-------- RECORDS FOR THIS TASK

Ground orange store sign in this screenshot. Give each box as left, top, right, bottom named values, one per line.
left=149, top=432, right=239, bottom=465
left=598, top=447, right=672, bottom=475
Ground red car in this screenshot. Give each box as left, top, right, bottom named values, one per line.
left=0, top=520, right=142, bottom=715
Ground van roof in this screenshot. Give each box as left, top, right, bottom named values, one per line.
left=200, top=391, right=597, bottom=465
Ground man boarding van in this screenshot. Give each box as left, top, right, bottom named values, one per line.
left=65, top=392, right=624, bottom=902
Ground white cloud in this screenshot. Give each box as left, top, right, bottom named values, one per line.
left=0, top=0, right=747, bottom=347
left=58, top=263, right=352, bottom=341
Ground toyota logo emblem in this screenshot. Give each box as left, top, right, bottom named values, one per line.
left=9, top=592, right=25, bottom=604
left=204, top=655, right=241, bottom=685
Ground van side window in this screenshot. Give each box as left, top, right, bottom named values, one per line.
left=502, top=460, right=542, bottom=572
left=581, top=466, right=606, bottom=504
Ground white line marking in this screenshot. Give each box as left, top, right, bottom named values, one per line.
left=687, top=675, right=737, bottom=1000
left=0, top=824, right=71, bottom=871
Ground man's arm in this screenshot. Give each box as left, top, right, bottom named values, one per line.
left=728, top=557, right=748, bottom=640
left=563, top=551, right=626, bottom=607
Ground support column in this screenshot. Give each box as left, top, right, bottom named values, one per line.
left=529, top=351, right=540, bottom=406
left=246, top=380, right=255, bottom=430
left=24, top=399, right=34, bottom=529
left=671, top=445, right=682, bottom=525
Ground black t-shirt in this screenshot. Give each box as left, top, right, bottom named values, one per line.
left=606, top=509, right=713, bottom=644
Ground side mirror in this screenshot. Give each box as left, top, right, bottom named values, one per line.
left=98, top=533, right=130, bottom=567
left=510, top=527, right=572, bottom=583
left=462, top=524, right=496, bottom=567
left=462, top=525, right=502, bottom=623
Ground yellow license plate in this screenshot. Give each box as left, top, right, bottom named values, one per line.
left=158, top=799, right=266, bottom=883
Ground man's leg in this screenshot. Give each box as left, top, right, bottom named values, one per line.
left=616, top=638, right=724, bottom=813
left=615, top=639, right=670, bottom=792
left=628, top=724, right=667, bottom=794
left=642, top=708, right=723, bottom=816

----------------

### INSTRUCTIONS TO FOLLOW
Reproduce the records above exactly as they appear.

### EXERCISE OUTPUT
Ground orange store sign in this screenshot. Give each box as left, top, right, bottom named values, one per line.
left=149, top=432, right=239, bottom=465
left=598, top=447, right=672, bottom=475
Ground red car in this screenshot. Give each box as left, top, right, bottom named values, one per line.
left=0, top=520, right=142, bottom=715
Ground van roof in this screenshot. Give each box as left, top, right, bottom named values, one per line.
left=200, top=391, right=597, bottom=465
Ground man boarding van in this screenshot. Give each box as left, top, right, bottom named values, one per line.
left=65, top=392, right=624, bottom=902
Ground white cloud in this screenshot. Give each box as left, top, right, bottom named values, one per line.
left=0, top=0, right=747, bottom=347
left=58, top=263, right=352, bottom=341
Ground toyota logo emblem in this screenshot. Give each box as left, top, right, bottom named values, one per line.
left=9, top=592, right=25, bottom=604
left=204, top=655, right=241, bottom=685
Ground van side window in this screenshot. Give each box as left, top, right, bottom named values, one per line.
left=502, top=460, right=542, bottom=572
left=581, top=466, right=606, bottom=504
Ground white line marking in this screenshot. Give each box as left, top, right, bottom named values, one per line.
left=687, top=675, right=737, bottom=1000
left=0, top=824, right=71, bottom=871
Ground man's arm in this screenshot. Give each box as left, top, right, bottom named values, one per line.
left=728, top=557, right=748, bottom=640
left=563, top=551, right=626, bottom=607
Ground support column in this screenshot. Give each box as left, top, right, bottom named values, one per line.
left=529, top=351, right=540, bottom=406
left=246, top=380, right=255, bottom=430
left=24, top=399, right=34, bottom=529
left=671, top=445, right=682, bottom=525
Ground black t-shirt in this screenshot. Give each box as left, top, right, bottom named values, one per line.
left=606, top=509, right=713, bottom=644
Ground side mirror in this screenshot. Give each box as left, top, right, bottom named values, one per line.
left=98, top=533, right=130, bottom=567
left=510, top=527, right=572, bottom=583
left=462, top=524, right=496, bottom=567
left=462, top=525, right=502, bottom=623
Ground yellow license plate in this screenshot. Give each box as left, top, right, bottom named values, one per line.
left=158, top=799, right=266, bottom=883
Ground man's leg in this screenshot. Give each box as left, top, right, bottom named values, one per line.
left=616, top=638, right=724, bottom=813
left=615, top=639, right=670, bottom=792
left=628, top=724, right=667, bottom=794
left=642, top=708, right=723, bottom=816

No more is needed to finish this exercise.